Setlist: Kingslayer; Like The Oar Strikes The Water; Silver Into Steel; At Midnight They'll Get Wise; Wolf's Return; I, The Jury; Hammer Of The North; Iron Will; The Shadow Knows
[Rüdiger Stehle]
Heute ist es das dritte Mal, dass ich die vor zwei Jahren reformierte Bay-Area-Thrash-Institution FORBIDDEN live sehen darf, und ich muss ganz klar sagen, dass die Band um den schwergewichtigen rothaarigen Frontmann Russ Anderson von mal zu mal besser wird. War vor allem die Stimme des Fronters bei den ersten Auftritten doch ein wenig angeschlagen, singt er heute wieder deutlich besser, ja, eigentlich ziemlich perfekt, weil sogar die ganz spitzen Schreie wieder sitzen. Richtig glänzen kann Russ im Übrigen auch bei der großartigen und sehr emotional dargebotenen Coverversion zu BLACK SABBATHs 'Children Of The Sea', mit welchem die Kalifornier dem verstorbenen Ronnie James Dio gedenken und somit dem Festivalmotto Folge leisten. Was die beiden Gitarristen Steve Smyth und Craig Locicero vom Stapel lassen, beeindruckt auf ganzer Linie und die Rhythmusgruppe aus Matt Camacho und Mark Hernandez lässt freilich auch nichts anbrennen.

Aufgabe →
Beantworte anhand des Konzertberichts über FORBIDDEN:
(a) Zum wievielten Mal sieht der Verfasser die Band heute live?
(b) Welches Stück spielt die Band als Coverversion?
(c) Wie heißen die beiden Gitarristen?
Die Einträge spielen hierfür keine Rolle.

Quelldaten
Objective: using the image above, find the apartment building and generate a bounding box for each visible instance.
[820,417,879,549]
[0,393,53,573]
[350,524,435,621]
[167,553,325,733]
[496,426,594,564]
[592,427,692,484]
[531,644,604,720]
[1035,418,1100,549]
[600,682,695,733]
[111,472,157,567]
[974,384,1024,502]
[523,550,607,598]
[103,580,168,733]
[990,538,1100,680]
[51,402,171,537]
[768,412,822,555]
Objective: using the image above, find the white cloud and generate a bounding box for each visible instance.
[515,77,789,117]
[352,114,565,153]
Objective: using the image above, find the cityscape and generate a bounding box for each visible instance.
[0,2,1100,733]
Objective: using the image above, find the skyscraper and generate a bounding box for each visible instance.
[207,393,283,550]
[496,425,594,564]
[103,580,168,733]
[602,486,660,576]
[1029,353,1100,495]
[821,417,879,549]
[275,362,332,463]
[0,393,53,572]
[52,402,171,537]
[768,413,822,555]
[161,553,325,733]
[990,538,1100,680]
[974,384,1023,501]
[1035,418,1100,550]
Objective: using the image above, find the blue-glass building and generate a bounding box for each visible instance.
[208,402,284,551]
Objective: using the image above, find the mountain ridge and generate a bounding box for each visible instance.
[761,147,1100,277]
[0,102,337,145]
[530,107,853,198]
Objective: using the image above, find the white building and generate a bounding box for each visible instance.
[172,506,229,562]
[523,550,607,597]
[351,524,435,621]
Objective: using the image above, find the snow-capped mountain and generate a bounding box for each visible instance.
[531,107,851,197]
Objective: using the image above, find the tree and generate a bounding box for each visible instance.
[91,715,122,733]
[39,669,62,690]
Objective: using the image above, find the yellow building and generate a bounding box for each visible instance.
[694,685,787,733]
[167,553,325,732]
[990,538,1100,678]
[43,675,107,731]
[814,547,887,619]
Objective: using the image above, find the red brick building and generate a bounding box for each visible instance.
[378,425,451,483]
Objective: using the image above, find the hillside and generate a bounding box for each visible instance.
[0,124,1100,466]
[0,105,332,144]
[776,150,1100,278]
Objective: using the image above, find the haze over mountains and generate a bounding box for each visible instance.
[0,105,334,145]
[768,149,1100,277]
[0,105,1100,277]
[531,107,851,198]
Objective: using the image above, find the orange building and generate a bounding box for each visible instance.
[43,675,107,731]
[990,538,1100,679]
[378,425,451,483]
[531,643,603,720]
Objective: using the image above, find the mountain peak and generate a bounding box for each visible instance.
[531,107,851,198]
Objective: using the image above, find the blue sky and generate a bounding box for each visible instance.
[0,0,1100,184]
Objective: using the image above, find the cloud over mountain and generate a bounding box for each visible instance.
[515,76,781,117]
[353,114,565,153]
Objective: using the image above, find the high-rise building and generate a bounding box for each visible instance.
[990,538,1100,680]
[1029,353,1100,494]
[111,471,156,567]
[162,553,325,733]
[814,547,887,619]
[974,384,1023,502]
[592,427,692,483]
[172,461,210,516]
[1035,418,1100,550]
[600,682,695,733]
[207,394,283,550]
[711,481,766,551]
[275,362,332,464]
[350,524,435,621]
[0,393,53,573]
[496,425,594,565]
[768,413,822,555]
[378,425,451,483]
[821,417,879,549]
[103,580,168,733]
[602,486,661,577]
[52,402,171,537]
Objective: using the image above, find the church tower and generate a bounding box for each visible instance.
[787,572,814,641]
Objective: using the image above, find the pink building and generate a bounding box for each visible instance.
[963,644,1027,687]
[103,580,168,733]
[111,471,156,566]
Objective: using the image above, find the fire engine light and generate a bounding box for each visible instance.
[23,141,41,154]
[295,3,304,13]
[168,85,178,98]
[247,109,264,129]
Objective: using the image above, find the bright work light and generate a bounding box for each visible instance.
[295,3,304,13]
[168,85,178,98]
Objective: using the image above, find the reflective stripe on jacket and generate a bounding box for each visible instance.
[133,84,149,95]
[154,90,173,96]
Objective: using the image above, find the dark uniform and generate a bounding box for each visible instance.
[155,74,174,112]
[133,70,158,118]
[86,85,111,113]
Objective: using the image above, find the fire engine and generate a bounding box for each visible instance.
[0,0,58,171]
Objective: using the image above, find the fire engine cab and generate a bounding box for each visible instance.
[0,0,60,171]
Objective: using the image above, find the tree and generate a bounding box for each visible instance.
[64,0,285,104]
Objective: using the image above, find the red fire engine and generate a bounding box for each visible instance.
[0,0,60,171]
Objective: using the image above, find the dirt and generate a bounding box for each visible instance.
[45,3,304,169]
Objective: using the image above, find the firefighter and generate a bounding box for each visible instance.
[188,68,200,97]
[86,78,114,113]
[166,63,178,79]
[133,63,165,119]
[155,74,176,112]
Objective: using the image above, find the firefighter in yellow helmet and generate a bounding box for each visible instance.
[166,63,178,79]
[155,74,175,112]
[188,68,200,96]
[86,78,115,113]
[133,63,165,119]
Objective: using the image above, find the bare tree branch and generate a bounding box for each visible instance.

Lösung →
(a) Zum dritten Mal.
(b) 'Children Of The Sea' von BLACK SABBATH.
(c) Steve Smyth und Craig Locicero.